=== Reading text ===
::::::

Jean Bouchard J.A. wrote the QCCA’s main judgement, with a brief concurring opinion written by Marie-France Bich J.A. 

Bouchard J.A. answered the first and third questions in the affirmative, and the second question in the negative (see Takuhikan, paras 60, 78, 118 and 124). The QCCA allowed the appeal, set aside the Superior Court judgement, and condemned the governments of Canada and Québec to pay Takuhikan legal costs in addition to its deficit incurred between 2013 to 2018 (see Takuhikan, paras 1 and 125).

 The Respondents’ Objection Should Have Been Overruled

Bouchard J.A. began with an overview of the relevant constitutional principles (Takuhikan, paras 47-59). In keeping with the SCC’s jurisprudence that the honour of the Crown applies in all its dealings with Aboriginal peoples, she found that the Crown’s honour was “clearly at stake here”:

… The respondents … solemnly undertook to fund the appellant’s police services at a level comparable to that of “communities with similar conditions in the region”, a commitment that, in the words of the Policy itself, reflects the objective of supporting First Nations in acquiring the tools to become self-sufficient and self-governing, one of the purposes of s. 35 of the Constitution Act, 1982. (Takuhikan, para 74; footnotes omitted).

The QCCA reasoned that the trial judge erred by maintaining the respondents’ objection because the evidence objected to was directly relevant to “(1) the systemic and historic factors affecting First Nations and (2) that the FNPP, as applied, is not capable of ensuring that on-reserve [policing] services are delivered in a manner consistent with the principles of the Policy”. The latter was especially relevant, as it spoke directly to the alleged breach of the government parties’ constitutional obligations to Takuhikan—and specifically, the honour of the Crown (Takuhikan, paras 64 and 75-76).

::::::

=== Listing ===

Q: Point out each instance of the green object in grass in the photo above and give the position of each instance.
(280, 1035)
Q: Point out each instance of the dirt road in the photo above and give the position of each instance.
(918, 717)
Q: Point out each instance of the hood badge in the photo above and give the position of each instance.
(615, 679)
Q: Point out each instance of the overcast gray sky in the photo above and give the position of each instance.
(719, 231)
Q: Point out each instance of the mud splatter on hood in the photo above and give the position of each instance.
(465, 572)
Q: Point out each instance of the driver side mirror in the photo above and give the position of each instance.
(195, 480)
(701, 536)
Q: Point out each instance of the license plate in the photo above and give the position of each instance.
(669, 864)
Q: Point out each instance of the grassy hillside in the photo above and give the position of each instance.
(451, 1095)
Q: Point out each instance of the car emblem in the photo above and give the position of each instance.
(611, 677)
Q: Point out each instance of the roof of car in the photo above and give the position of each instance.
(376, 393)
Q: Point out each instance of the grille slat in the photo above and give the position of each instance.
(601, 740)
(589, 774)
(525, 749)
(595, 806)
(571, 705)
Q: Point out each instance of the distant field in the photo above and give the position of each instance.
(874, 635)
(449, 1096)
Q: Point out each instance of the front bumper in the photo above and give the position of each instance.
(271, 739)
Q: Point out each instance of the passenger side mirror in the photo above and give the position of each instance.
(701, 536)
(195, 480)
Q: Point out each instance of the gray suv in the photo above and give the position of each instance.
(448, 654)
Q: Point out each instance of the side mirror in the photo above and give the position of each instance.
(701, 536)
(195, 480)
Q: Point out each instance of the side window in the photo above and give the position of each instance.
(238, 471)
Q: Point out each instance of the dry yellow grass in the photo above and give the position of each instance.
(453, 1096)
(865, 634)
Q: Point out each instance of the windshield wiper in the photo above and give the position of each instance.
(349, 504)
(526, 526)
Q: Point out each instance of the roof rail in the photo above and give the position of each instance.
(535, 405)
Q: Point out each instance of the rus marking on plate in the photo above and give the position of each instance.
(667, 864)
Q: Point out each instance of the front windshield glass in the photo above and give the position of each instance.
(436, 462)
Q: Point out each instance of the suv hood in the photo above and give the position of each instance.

::::::

=== Your tasks ===
[A] Please rewrite the paragraph of the Takuhikan summary that begins "The QCCA reasoned that" more briefly, keeping its main facts.
[B] Carry on writing the Takuhikan summary from the point where it stops.
The listing is material separate from the Takuhikan summary.

=== Answers to the problems ===
[A] The QCCA held that the trial judge erred in maintaining the respondents' objection. The excluded evidence bore directly on (1) the systemic and historic factors affecting First Nations and (2) whether the FNPP, as applied, can deliver on-reserve policing consistent with the Policy's principles. The second point mattered most because it went to the alleged breach of the governments' constitutional obligations to Takuhikan, specifically the honour of the Crown (paras 64 and 75-76).

[B]
The Trial Judge Should Have Considered ALL The Evidence

The trial judge also erred by only considering the tripartite agreements to adjudicate the dispute, neglecting the honour of the Crown. Bouchard J.A. explained that the trial judge should have analysed the applicable constitutional principles, and then applied them both to the context in which the agreements were signed and to their wording in light of all the evidence (Takuhikan, paras 78-79).

 The Honour of the Crown was Breached

After canvassing the evidence relating to Takuhikan’s financial situation, including the sources of its deficit and its various types of funding, Bouchard J.A. accepted that “it was impossible for the [police] service’s budget not to be in a deficit” due to its underfunding (Takuhikan, paras 80-99). The record also revealed that the government parties were aware that underfunding Takuhikan’s police service under the FNPP led to “numerous deficiencies and shortcomings” which failed to satisfy the Policy. This led Bouchard J.A. to find that the trial judge’s brief reasons for dismissing the claim that the honour of the Crown was breached were insufficient in this situation (Takuhikan, paras 114-116).

Moreover, the trial judge could not solely rely on the tripartite agreements and the clause that Takuhikan is responsible for its budgetary deficits in arriving at his decision. Bouchard J.A. explained that doing so would effectively allow the government parties to impermissibly contract out of their constitutional duty to act honourably towards Takuhikan—a duty which applies “independently of the wording of the agreements” (Takuhikan, para 117, citing in support Beckman v Little Salmon/Carmacks First Nation, 2010 SCC 53, para 61).

Considering the foregoing, the QCCA concluded that the respondent government parties had violated their honour of the Crown duties to Takuhikan. It found so for two reasons: first, “by refusing to fund [Takuhikan’s] police force in a manner that would allow for the same quality of service as that provided to non-Indigenous communities;”, and second, “[b]y turning a deaf ear to the grievances of the appellant – who […] agreed to be served by a police force of lesser quality” (Takuhikan, paras 118 and 124).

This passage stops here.